The Real Truth About Social Security
"…poor judgment…poor policy…ill-founded policy…Poor policies…bad policy". Thus opines Edward C. Prescott on the character and lineage of Social Security. Of the conservative arguments for the privatization of Social Security, Paul Krugman recently wrote:
Social Security is a government program that works, a demonstration that a modest amount of taxing and spending can make people's lives better and more secure. And that's why the right wants to destroy it.
As if in a direct rebuke of this attack, Mister (oh how WSJ loves that word) Prescott assures us all that he hasn't a politically motivated bone in his body:
Why a politician from any party would want to intentionally destroy a retirement program meant to benefit the elderly is beyond me. Such political claptrap makes me glad I'm an economist.
Did you catch the stink-eye? Paul Krugman, you see, is an economist too! -- Meeow! But to the point. Ed Prescott says that the Social Security in its current form is just plain dreadful and needs to be "rebuilt", primarily so that people can express their "rationality" by being liberated from – you guessed it - taxes!
Would […] changes in tax rates and changes in government promises affect labor supply? Theory says "yes," the statistical evidence agrees, and common sense concurs.

◆ **Task item A**
In the Social Security piece, how does Krugman describe Social Security in the quoted passage?
◆ **Task item B**
Write the next part of the Social Security piece, starting after its last sentence.
The records are separate from the Social Security piece.

◆ **Provided records**
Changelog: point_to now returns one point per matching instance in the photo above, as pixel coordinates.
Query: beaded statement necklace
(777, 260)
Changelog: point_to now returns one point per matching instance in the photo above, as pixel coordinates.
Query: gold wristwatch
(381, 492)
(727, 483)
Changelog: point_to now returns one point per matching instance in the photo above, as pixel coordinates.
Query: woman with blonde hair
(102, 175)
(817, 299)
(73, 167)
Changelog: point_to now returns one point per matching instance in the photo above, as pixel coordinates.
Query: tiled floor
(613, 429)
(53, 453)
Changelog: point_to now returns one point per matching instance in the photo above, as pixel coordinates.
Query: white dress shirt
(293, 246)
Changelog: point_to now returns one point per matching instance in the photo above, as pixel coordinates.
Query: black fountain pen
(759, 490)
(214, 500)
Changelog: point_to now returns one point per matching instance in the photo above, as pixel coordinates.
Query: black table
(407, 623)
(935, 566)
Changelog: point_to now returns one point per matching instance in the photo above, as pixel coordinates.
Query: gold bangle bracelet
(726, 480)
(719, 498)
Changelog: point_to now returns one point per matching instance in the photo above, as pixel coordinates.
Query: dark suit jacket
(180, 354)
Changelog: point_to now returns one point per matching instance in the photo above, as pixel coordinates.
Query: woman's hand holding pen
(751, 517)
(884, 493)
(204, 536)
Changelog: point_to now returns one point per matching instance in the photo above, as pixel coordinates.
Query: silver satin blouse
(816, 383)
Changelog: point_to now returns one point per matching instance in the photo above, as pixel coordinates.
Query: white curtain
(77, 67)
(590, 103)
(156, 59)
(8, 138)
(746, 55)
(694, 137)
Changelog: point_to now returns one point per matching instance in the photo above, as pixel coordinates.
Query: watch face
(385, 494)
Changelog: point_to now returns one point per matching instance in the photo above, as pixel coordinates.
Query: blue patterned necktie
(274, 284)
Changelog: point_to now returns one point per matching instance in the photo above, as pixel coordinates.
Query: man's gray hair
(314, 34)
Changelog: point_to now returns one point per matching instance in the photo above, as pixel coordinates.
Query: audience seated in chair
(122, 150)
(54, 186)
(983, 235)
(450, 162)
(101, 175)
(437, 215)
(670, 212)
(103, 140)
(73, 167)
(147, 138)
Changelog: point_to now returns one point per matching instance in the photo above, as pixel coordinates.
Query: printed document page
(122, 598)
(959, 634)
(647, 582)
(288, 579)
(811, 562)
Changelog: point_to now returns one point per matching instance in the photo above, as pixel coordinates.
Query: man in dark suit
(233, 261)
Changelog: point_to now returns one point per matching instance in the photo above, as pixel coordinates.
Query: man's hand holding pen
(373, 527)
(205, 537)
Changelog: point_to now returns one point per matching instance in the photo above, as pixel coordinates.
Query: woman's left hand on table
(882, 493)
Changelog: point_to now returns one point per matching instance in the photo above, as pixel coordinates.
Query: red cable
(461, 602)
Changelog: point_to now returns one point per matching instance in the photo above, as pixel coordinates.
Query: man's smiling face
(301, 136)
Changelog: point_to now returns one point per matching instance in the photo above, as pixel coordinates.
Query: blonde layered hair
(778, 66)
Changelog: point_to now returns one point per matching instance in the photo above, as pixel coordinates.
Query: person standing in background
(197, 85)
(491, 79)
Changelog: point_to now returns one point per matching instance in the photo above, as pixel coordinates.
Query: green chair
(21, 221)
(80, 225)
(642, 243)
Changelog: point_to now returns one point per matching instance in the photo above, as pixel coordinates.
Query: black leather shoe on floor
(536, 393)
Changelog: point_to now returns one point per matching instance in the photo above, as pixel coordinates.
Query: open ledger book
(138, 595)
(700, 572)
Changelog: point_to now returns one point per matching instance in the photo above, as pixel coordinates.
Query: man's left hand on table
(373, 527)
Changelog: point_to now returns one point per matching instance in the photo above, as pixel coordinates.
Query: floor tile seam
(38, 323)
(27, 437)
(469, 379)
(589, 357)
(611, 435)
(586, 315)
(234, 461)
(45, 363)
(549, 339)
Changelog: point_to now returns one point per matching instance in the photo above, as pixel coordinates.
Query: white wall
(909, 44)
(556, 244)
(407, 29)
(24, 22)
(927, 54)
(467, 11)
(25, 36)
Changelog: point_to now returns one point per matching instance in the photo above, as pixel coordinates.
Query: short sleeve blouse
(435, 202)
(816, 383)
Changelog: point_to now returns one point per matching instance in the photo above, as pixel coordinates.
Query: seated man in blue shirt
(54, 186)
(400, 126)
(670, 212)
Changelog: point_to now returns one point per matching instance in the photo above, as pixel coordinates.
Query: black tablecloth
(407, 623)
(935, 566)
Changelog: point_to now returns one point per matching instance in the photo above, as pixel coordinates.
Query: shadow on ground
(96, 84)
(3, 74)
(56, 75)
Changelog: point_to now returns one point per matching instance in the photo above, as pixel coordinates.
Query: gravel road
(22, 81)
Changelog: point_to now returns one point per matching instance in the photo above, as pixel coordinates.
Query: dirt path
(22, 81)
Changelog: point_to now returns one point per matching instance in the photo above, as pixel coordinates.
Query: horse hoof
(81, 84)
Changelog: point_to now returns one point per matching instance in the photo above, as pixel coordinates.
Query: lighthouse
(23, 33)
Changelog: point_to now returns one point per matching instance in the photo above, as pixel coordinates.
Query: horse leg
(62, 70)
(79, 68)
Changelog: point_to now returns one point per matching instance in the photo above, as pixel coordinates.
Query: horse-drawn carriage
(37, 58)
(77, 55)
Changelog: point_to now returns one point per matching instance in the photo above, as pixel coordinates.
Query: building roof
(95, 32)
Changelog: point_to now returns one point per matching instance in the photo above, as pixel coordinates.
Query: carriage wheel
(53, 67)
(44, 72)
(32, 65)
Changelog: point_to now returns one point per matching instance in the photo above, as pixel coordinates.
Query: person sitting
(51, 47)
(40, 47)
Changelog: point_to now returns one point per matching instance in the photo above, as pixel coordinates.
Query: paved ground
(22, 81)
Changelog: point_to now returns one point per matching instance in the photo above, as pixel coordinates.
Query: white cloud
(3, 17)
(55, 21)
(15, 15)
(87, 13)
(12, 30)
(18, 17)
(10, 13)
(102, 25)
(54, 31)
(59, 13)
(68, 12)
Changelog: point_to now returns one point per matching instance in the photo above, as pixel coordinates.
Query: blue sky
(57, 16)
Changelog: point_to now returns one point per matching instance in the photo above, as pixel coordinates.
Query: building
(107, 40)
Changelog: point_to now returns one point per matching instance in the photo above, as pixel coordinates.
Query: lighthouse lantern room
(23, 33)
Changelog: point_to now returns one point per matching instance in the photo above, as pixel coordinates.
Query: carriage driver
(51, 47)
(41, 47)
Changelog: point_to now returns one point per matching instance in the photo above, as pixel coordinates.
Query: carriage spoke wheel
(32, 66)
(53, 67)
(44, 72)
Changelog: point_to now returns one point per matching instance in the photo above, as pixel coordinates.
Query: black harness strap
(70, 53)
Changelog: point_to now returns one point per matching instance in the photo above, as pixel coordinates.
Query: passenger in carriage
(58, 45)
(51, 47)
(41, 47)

◆ **Result A**
As a government program that works.

◆ **Result B**
Perhaps insofar as everything "affect[s] labor supply". Yes, Virginia, things other than tax cuts can create jobs (a quick Google search turned up Physics, Renewable Energy, Less pollution, Outsourcing, Wal-Mart, Hire-'N-Fire, Gravity Research, Medical Privacy, Tourism, Civil Justice Reform, Immigration, and a disabled shoe repairman in South Africa). As for the theory he proposes, well…10 minutes before I read Mister Prescott's article, I came across this passage in a little unrelated reading:
…while the social sciences are truly science, when pursued descriptively and analytically, social theory is not yet true theory. The social sciences [which included economics] possess the same general traits as the natural sciences in the early, natural-history or mostly descriptive period of their historical development. From a rich data base they have ordered and classified social phenomena. They have discovered patterns of communal behavior and successfully traced interactions in history and cultural evolution. But they have not crafted a web of causal explanation that successfully cuts down through the levels of organization form society to mind and brain. Failing to probe this far, they lack what can be called a true scientific theory. Consequently, even though they often speak of "theory" and, moreover, address the same species and the same level of organization, they remain disunited.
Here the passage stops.